### STATED EXERCISE 1
In the thread about Venray's CPU+DRAM chip, why does trying to compensate for one of the three walls risk running into the others? Answer in one to three sentences.
### STATED EXERCISE 2
Go on with the thread about Venray's CPU+DRAM chip, starting right after its final sentence.
━━━ EXTRACTED TEXT
[Beowulf] CPU Startup Combines CPU+DRAM—And A Whole Bunch Of Crazy

Mon Jan 23 07:38:39 PST 2012

If you read this PDF from Venray Technologies, which is linked to in the
article, you see where the 'Whole Bunch of Crazy" part comes from. After
reading it, Venray lost a lot of credibility in my book.

https://www.venraytechnology.com/economics_of_cpu_in_DRAM2.pdf

--
Prentice

On 01/23/2012 08:45 AM, Eugen Leitl wrote:
> (Old idea, makes sense, will they be able to pull it off?)
>
> http://hothardware.com/News/CPU-Startup-Combines-CPUDRAMAnd-A-Whole-Bunch-Of-Crazy/
>
> CPU Startup Combines CPU+DRAM—And A Whole Bunch Of Crazy
>
> Sunday, January 22, 2012 - by Joel Hruska
>
> The CPU design firm Venray Technology announced a new product design this
> week that it claims can deliver enormous performance benefits by combining
> CPU and DRAM on to a single piece of silicon. We spent some time earlier this
> fall discussing the new TOMI (Thread Optimized Multiprocessor) with company
> CTO Russell Fish, but while the idea is interesting; its presentation is
> marred by crazy conceptualizing and deeply suspect analytics.
>
> The Multicore Problem:
>
> There are three limiting factors, or walls, that limit the scaling of modern
> microprocessors. First, there's the memory wall, defined as the gap between
> the CPU and DRAM clock speed. Second, there's the ILP (Instruction Level
> Parallelism) wall, which refers to the difficulty of decoding enough
> instructions per clock cycle to keep a core completely busy. Finally, there's
> the power wall--the faster a CPU is and the more cores it has, the more power
> it consumes.
>
> Attempting to compensate for one wall often risks running afoul of the other
> two. Adding more cache to decrease the impact of the CPU/DRAM speed
> discrepancy adds die complexity and draws more power, as does raising CPU
> clock speed. Combined, the three walls are a set of fundamental
> constraints--improving architectural efficiency and moving to a smaller
> process technology may make the room a bit bigger, but they don't remove the
> walls themselves.
━━━━━━
━━━ ENTRIES PROVIDED
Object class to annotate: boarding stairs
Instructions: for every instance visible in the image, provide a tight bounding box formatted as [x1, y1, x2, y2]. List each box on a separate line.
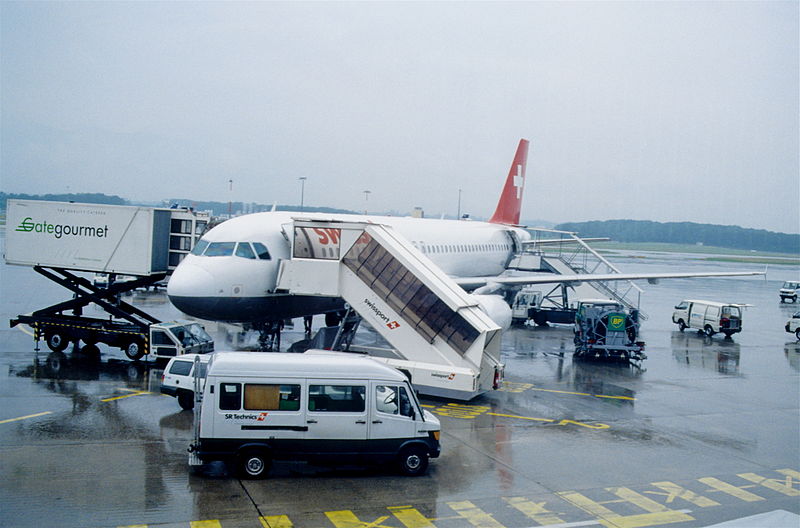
[512, 229, 647, 319]
[278, 218, 503, 400]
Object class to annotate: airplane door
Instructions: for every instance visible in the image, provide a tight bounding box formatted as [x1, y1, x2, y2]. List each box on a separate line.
[306, 380, 369, 451]
[370, 381, 421, 440]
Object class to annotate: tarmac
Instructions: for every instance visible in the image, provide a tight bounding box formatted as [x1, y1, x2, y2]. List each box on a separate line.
[0, 244, 800, 528]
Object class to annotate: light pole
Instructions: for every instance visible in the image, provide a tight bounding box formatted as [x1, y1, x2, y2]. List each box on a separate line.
[297, 176, 308, 211]
[228, 180, 233, 218]
[364, 191, 372, 214]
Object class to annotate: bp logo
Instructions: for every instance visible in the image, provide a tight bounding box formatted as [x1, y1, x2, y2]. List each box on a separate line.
[608, 314, 625, 332]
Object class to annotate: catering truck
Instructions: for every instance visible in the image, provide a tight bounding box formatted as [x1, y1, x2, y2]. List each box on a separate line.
[189, 351, 440, 478]
[4, 200, 213, 360]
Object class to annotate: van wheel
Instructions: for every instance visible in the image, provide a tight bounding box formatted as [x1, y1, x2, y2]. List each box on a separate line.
[178, 391, 194, 411]
[122, 339, 144, 361]
[45, 330, 69, 352]
[238, 450, 270, 479]
[399, 446, 428, 477]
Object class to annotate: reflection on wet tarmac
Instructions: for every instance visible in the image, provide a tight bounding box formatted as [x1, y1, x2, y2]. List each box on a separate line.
[670, 331, 741, 375]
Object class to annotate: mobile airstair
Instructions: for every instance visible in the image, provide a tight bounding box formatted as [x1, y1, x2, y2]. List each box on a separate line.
[278, 219, 503, 400]
[509, 229, 647, 319]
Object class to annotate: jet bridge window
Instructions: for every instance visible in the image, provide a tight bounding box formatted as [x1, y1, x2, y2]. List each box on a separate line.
[192, 238, 208, 255]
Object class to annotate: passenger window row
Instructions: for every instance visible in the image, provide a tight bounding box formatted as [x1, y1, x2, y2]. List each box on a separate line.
[219, 383, 388, 416]
[192, 239, 272, 260]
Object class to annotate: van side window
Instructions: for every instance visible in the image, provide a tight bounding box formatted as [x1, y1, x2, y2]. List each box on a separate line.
[219, 383, 242, 411]
[308, 385, 367, 412]
[169, 361, 193, 376]
[244, 383, 300, 411]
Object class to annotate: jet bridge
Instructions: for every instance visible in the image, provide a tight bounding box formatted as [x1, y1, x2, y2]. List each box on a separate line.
[278, 219, 503, 400]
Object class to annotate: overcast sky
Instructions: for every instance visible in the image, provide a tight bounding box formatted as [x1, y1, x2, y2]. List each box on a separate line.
[0, 1, 800, 233]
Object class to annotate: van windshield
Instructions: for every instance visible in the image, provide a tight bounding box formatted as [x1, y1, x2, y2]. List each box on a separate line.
[722, 306, 742, 317]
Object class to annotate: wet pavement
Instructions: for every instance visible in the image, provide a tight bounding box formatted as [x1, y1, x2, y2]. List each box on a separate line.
[0, 240, 800, 528]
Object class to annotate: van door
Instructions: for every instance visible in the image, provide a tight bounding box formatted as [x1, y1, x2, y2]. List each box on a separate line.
[305, 379, 369, 453]
[369, 381, 422, 446]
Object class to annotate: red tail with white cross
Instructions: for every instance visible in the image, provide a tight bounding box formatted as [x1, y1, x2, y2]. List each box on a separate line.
[489, 139, 529, 225]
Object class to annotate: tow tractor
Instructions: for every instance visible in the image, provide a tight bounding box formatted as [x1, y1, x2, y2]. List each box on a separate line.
[574, 299, 647, 363]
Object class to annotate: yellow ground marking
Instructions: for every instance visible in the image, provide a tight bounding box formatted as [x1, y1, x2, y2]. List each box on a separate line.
[557, 488, 694, 528]
[645, 481, 719, 508]
[433, 403, 611, 429]
[100, 388, 152, 402]
[503, 497, 564, 525]
[697, 477, 764, 502]
[388, 506, 436, 528]
[189, 519, 222, 528]
[0, 411, 53, 424]
[738, 473, 800, 497]
[325, 510, 393, 528]
[447, 501, 505, 528]
[258, 515, 294, 528]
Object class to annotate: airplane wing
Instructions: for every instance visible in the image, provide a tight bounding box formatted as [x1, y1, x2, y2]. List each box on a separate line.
[453, 271, 766, 291]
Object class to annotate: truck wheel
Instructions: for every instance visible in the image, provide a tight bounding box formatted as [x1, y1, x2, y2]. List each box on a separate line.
[398, 446, 428, 477]
[238, 449, 270, 479]
[178, 391, 194, 411]
[45, 330, 69, 352]
[122, 339, 144, 361]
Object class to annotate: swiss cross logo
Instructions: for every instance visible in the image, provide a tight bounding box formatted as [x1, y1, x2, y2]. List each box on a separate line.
[514, 164, 525, 200]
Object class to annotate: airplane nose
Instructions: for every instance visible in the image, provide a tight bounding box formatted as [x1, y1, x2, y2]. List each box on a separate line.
[167, 262, 215, 317]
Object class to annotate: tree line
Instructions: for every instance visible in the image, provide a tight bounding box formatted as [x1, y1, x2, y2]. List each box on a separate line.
[555, 220, 800, 253]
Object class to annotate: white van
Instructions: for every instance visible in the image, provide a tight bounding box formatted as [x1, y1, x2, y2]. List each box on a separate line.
[190, 352, 440, 478]
[672, 300, 747, 337]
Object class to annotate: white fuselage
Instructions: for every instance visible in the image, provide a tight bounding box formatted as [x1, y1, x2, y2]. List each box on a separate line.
[167, 211, 530, 322]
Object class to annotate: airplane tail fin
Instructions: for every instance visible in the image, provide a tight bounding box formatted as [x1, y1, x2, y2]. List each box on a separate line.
[489, 139, 529, 225]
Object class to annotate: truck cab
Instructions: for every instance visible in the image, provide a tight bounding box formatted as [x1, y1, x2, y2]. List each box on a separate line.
[778, 281, 800, 303]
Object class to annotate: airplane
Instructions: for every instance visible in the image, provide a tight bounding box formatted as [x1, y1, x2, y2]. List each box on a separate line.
[167, 139, 764, 336]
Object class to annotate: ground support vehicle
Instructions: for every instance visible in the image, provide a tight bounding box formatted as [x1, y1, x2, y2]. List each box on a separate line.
[672, 299, 748, 337]
[189, 351, 440, 478]
[10, 266, 214, 360]
[160, 354, 211, 410]
[574, 299, 647, 362]
[778, 281, 800, 302]
[784, 312, 800, 341]
[511, 288, 576, 326]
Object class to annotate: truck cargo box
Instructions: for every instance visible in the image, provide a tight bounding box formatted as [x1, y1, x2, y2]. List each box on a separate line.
[5, 200, 171, 276]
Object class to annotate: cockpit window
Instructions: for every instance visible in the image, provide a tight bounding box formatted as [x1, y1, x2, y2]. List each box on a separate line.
[203, 242, 236, 257]
[236, 242, 256, 259]
[192, 239, 208, 255]
[253, 242, 272, 260]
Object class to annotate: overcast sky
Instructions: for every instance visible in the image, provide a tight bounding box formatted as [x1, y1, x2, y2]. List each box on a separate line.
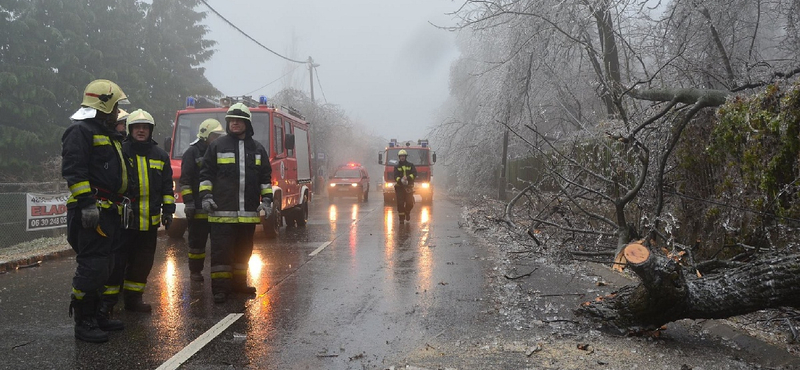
[199, 0, 461, 140]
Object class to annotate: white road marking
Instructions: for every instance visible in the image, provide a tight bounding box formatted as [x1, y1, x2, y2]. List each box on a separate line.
[156, 313, 244, 370]
[308, 242, 331, 257]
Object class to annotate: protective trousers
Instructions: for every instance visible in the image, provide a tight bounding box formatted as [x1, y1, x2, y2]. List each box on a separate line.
[187, 218, 209, 273]
[209, 222, 256, 294]
[103, 229, 158, 306]
[394, 185, 414, 219]
[67, 206, 122, 302]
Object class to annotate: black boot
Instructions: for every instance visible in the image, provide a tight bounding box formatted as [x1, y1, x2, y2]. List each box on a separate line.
[69, 295, 108, 343]
[123, 290, 153, 313]
[97, 300, 125, 331]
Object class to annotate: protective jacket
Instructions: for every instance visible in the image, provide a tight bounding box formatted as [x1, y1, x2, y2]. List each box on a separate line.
[61, 118, 128, 209]
[200, 135, 272, 224]
[179, 140, 208, 218]
[394, 161, 417, 187]
[122, 137, 175, 231]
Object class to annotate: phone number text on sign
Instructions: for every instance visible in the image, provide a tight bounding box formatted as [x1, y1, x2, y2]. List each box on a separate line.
[25, 193, 69, 231]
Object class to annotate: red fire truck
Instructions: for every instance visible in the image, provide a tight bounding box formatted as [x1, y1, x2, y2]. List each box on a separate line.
[378, 139, 436, 204]
[166, 96, 313, 238]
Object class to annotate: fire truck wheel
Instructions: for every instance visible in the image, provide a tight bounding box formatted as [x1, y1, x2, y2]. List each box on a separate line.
[297, 193, 308, 227]
[167, 218, 189, 239]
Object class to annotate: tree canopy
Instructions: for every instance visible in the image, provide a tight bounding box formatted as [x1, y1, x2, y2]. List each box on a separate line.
[0, 0, 219, 181]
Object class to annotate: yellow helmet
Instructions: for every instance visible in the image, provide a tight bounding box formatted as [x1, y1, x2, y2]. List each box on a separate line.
[125, 109, 156, 134]
[197, 118, 225, 140]
[117, 109, 130, 122]
[81, 80, 130, 114]
[225, 103, 250, 122]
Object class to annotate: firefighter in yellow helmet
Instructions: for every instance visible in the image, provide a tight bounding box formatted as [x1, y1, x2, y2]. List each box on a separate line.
[200, 103, 272, 303]
[100, 109, 175, 317]
[61, 80, 129, 343]
[394, 149, 417, 224]
[180, 118, 225, 281]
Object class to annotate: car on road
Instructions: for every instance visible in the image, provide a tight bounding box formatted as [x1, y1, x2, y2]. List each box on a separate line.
[328, 162, 369, 202]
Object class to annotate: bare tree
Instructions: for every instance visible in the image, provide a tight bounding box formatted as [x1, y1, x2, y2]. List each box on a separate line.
[437, 0, 800, 330]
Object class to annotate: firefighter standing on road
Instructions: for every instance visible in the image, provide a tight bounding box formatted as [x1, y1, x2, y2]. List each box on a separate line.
[200, 103, 272, 303]
[100, 109, 175, 317]
[180, 118, 225, 281]
[394, 149, 417, 224]
[61, 80, 128, 343]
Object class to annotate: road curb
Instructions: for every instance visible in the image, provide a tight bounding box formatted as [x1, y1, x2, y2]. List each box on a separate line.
[0, 248, 75, 274]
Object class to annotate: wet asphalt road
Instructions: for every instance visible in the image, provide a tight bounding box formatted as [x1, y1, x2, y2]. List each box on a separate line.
[0, 193, 487, 369]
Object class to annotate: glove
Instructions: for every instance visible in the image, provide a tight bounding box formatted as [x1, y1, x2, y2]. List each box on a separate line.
[183, 202, 197, 220]
[161, 212, 171, 230]
[81, 203, 100, 229]
[203, 194, 217, 213]
[256, 198, 272, 218]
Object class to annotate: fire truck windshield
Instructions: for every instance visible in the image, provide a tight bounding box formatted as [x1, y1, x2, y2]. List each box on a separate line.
[172, 111, 269, 159]
[386, 148, 430, 166]
[333, 168, 361, 179]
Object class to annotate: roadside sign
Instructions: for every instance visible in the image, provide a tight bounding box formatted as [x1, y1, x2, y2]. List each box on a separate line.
[25, 193, 69, 231]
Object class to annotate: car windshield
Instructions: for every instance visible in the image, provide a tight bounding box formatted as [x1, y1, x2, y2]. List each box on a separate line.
[333, 168, 361, 179]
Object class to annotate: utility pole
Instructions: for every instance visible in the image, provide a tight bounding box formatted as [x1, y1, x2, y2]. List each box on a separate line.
[308, 56, 319, 103]
[497, 128, 508, 200]
[308, 55, 323, 193]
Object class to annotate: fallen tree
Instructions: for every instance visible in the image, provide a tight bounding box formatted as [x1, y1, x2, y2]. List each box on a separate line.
[578, 243, 800, 332]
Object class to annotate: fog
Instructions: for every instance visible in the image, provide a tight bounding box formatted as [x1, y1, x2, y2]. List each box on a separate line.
[198, 0, 460, 140]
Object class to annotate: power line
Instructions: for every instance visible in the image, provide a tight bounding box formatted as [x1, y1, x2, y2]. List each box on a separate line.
[200, 0, 306, 64]
[244, 65, 304, 97]
[314, 66, 328, 104]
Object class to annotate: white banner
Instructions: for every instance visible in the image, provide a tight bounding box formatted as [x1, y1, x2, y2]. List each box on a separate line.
[25, 193, 69, 231]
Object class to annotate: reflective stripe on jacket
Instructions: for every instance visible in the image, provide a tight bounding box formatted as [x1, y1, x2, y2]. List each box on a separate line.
[394, 161, 417, 186]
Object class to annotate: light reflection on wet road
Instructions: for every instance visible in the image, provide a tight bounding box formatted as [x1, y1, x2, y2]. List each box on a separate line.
[0, 198, 485, 369]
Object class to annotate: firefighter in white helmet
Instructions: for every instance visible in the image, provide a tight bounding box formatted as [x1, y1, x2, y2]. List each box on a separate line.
[394, 149, 417, 224]
[100, 109, 175, 317]
[61, 80, 129, 343]
[200, 103, 272, 303]
[179, 118, 225, 281]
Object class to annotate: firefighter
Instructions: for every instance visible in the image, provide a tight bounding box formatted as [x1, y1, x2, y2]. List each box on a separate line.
[100, 109, 175, 317]
[200, 103, 272, 303]
[180, 118, 225, 281]
[394, 149, 417, 224]
[61, 80, 128, 343]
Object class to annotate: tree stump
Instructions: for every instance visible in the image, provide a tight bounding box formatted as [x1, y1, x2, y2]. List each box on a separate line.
[578, 243, 800, 331]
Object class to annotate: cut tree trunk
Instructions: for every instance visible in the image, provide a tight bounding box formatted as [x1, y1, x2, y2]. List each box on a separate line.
[578, 243, 800, 331]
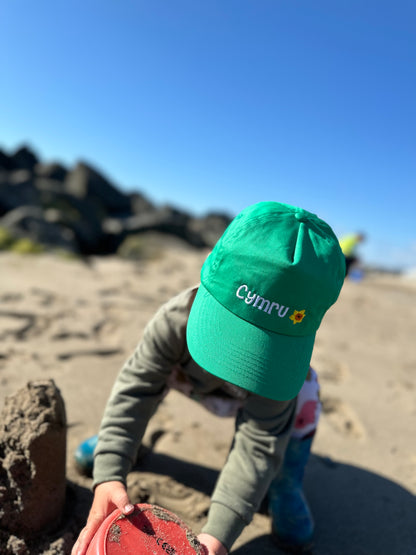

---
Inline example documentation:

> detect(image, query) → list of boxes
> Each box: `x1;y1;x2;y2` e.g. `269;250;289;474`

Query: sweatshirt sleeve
93;289;196;486
202;395;296;549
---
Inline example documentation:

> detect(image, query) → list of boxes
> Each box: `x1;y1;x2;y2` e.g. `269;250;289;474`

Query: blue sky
0;0;416;268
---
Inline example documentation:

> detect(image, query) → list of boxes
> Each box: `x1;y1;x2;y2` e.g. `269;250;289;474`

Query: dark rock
0;143;231;255
0;206;78;252
34;162;68;181
0;149;13;170
10;146;38;170
0;170;40;216
65;162;131;217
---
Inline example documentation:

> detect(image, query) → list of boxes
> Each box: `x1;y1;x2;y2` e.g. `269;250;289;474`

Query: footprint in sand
322;397;365;439
312;357;350;384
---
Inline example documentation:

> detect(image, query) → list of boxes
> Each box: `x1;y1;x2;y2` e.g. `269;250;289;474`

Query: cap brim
187;284;315;401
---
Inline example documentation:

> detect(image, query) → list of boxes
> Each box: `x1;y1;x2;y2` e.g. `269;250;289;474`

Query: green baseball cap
187;202;345;401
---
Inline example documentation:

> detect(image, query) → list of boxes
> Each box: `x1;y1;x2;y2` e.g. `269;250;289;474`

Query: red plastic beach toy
87;504;206;555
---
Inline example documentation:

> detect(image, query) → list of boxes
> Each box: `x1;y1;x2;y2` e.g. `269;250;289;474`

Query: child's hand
71;482;134;555
198;534;228;555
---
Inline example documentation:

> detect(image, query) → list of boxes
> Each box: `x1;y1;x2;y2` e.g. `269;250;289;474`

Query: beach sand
0;244;416;555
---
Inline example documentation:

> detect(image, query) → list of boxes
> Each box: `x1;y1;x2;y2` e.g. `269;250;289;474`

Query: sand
0;241;416;555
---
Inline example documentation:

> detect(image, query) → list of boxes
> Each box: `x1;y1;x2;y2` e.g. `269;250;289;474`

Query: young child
72;202;345;555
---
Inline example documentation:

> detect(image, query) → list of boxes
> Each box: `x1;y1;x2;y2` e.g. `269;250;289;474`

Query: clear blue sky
0;0;416;267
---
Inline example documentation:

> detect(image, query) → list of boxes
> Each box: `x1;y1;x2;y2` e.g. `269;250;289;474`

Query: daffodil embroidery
289;310;305;324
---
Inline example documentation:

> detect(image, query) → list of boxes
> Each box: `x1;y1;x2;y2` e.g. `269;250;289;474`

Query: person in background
339;233;365;276
72;202;345;555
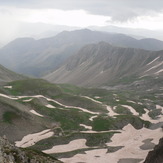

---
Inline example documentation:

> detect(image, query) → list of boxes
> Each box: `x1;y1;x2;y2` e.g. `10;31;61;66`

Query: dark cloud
0;0;163;21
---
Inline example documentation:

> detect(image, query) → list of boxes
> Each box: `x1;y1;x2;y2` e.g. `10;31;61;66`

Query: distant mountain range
45;42;163;86
0;29;163;77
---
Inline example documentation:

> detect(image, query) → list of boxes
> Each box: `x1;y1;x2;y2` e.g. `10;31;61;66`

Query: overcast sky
0;0;163;44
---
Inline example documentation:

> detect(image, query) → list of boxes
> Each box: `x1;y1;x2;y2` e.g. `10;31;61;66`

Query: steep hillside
45;42;163;86
0;29;163;76
144;138;163;163
0;65;24;82
0;79;163;163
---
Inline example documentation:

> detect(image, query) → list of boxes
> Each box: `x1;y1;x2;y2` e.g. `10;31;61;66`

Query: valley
0;79;163;163
0;29;163;163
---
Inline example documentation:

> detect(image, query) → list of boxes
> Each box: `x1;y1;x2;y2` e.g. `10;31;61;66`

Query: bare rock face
144;138;163;163
0;137;61;163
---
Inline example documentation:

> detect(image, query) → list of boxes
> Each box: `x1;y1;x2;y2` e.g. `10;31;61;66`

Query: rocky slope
0;65;25;82
0;79;163;163
144;138;163;163
0;137;61;163
0;29;163;76
45;42;163;86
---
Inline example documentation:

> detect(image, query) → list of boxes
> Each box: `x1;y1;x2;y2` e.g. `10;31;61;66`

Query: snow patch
42;139;89;154
45;104;56;109
30;110;44;117
15;129;54;148
4;86;12;89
━━━━━━
### WRITTEN RESPONSE 1
The fixes for one wall push against the others. Adding cache to reduce the impact of the CPU/DRAM speed gap adds die complexity and draws more power, and raising CPU clock speed also draws more power. Easing the memory wall this way runs into the power wall.

### WRITTEN RESPONSE 2
>
> TOMI attempts to redefine the problem by building a very different type of
> microprocessor. The TOMI Borealis is built using the same transistor
> structures as conventional DRAM; the chip trades clock speed and performance
> for ultra-low low leakage. Its design is, by necessity, extremely simple. Not
> counting the cache, TOMI is a 22,000 transistor design, as compared to 30,000
> transistors for the original ARM2. The company's early prototypes, built on
> legacy DRAM technology, ran at 500MHz on a 110nm process.
>
> Instead of surrounding a CPU core with a substantial amount of L2 and L3
> cache, Venray inserted a CPU core directly into a DRAM design. A TOMI
> Borealis core connects eight TOMI cores to a 1Gbit DRAM with a total of 16
> ICs per 2GB DIMM. This works out to a total of 128 processor cores per DIMM.
> Because they're built using ultra-low-leakage processes and are so small,
> such cores cost very little to build and consume vanishingly small amounts of
> power (Venray claims power consumption is as low as 23mW per core at 500MHz).
>
> It's an interesting idea.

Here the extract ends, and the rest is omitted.